### Input records
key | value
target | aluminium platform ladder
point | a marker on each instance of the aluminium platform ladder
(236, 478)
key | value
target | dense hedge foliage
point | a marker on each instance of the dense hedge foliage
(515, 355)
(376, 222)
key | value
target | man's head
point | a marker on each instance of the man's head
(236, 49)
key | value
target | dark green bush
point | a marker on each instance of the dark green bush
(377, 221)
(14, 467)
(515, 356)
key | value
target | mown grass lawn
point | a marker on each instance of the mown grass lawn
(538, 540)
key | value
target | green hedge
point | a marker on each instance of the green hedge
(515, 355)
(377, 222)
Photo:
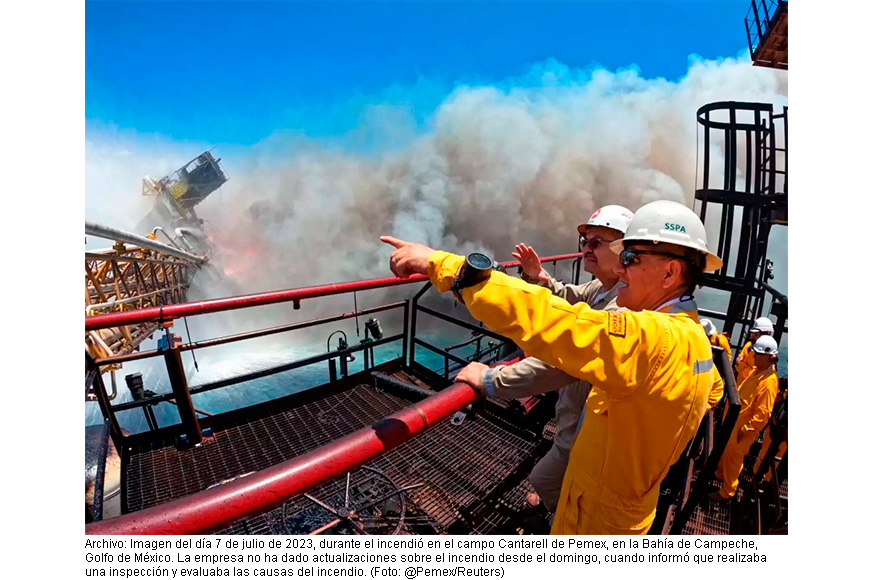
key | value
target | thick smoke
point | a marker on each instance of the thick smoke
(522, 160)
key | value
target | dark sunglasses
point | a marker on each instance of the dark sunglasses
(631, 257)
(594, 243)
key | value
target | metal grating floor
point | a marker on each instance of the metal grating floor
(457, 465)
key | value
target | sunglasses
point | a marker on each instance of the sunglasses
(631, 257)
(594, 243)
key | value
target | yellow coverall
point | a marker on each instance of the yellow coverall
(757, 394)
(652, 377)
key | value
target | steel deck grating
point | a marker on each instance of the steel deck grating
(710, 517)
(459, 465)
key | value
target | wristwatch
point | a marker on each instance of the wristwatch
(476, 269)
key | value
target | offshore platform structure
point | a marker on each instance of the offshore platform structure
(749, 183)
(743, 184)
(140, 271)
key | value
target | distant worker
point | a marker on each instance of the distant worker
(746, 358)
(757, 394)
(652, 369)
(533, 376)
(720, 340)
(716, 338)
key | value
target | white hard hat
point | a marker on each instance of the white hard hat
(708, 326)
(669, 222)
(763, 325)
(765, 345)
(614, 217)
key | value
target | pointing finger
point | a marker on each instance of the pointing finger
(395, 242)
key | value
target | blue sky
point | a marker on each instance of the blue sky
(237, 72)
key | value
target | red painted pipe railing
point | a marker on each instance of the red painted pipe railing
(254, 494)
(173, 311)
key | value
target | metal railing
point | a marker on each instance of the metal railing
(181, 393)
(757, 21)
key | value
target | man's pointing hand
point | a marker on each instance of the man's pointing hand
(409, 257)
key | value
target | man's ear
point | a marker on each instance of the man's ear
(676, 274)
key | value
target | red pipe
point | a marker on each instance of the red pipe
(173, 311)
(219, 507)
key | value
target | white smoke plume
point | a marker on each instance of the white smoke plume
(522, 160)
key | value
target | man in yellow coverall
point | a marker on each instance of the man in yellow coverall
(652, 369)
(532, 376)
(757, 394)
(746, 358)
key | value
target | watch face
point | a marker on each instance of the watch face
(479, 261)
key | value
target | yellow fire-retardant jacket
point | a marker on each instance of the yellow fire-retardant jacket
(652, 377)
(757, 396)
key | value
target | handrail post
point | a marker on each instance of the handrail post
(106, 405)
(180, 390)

### What is expected
Could you repeat every entry above exactly, with each picture omitted?

### Written response
key | value
target | aluminium platform ladder
point | a marker on each instance of the aluminium platform ladder
(236, 478)
key | value
target | dense hedge foliage
point | a marker on each instance of the dense hedge foliage
(515, 355)
(376, 222)
key | value
target | man's head
point | a marker on each instance of the man's head
(236, 49)
key | value
target | dark green bush
point | a marker on each instance of the dark green bush
(377, 221)
(14, 467)
(515, 356)
key | value
target | mown grass lawn
point | a marker on each instance of the mown grass lawn
(538, 540)
key | value
target | green hedge
point | a marker on each instance of the green hedge
(515, 355)
(377, 222)
Photo:
key | value
target | thick smoke
point | a marker on each instance of the thick smoke
(522, 160)
key | value
target | dark sunglasses
point | a marker on each instance of the dark sunglasses
(631, 257)
(594, 243)
key | value
target | metal grating floor
point | a marker on each instance of the metal grating floor
(457, 465)
key | value
target | sunglasses
point | a marker on each instance of the sunglasses
(631, 257)
(594, 243)
key | value
target | yellow coverall
point | a marker on each instance of the yellow coverall
(757, 394)
(652, 377)
key | value
target | steel deck grating
point | a marker on each instance of the steel deck grating
(710, 517)
(459, 465)
key | value
target | wristwatch
point | a marker on each instance of the wristwatch
(476, 269)
key | value
target | offshore platform structure
point | a marker on each instance of the offshore platform structure
(749, 183)
(743, 184)
(140, 271)
key | value
target | distant worker
point | a marker on each instance of the distant worker
(746, 358)
(757, 394)
(652, 369)
(533, 376)
(720, 340)
(716, 338)
key | value
target | white hard hat
point | a marker on each instance of the white hard hat
(708, 326)
(669, 222)
(763, 325)
(765, 345)
(614, 217)
key | value
target | pointing finger
point | a marker on each instance of the pointing finger
(395, 242)
key | value
target | blue sky
point | a marker on each instance of the blue sky
(237, 72)
key | value
target | red painted pipe railing
point | a marker on each instance of the red painted pipe railing
(254, 494)
(173, 311)
key | value
target | metal railing
point | a marker on each instance of the metal railing
(181, 393)
(757, 21)
key | value
target | man's pointing hand
point | a marker on each instance of the man's pointing hand
(409, 257)
key | value
target | man's ear
point | a marker on each instance of the man's ear
(676, 274)
key | value
target | red pipe
point | a marker on each instance of the red pipe
(173, 311)
(219, 507)
key | value
target | white smoke plume
point | a marker on each instance of the white smoke plume
(522, 160)
key | value
target | man in yellow coverall
point | a marker on each instance of the man in yellow coverall
(652, 369)
(532, 376)
(757, 394)
(746, 358)
key | value
target | watch face
point | a marker on each instance of the watch face
(479, 261)
key | value
target | yellow fire-retardant jacket
point | a marker on each instance of the yellow fire-retardant jacket
(652, 377)
(757, 396)
key | value
target | handrail post
point | a marker on each instance of the handrail post
(106, 405)
(180, 390)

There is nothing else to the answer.